EXERCISE DESCRIPTION >>
Rescale the source records below by copying every line, requests included, and multiplying each point coordinate in the answers by 2.3. Round each result to the nearest whole number, with halves rounded up.

(Source records)

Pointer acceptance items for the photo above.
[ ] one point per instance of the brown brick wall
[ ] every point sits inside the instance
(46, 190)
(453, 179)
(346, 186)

RESULT OF THE TASK >>
Pointer acceptance items for the photo above.
[ ] one point per instance of the brown brick wall
[ ] every point sits inside the instance
(106, 437)
(1042, 412)
(796, 428)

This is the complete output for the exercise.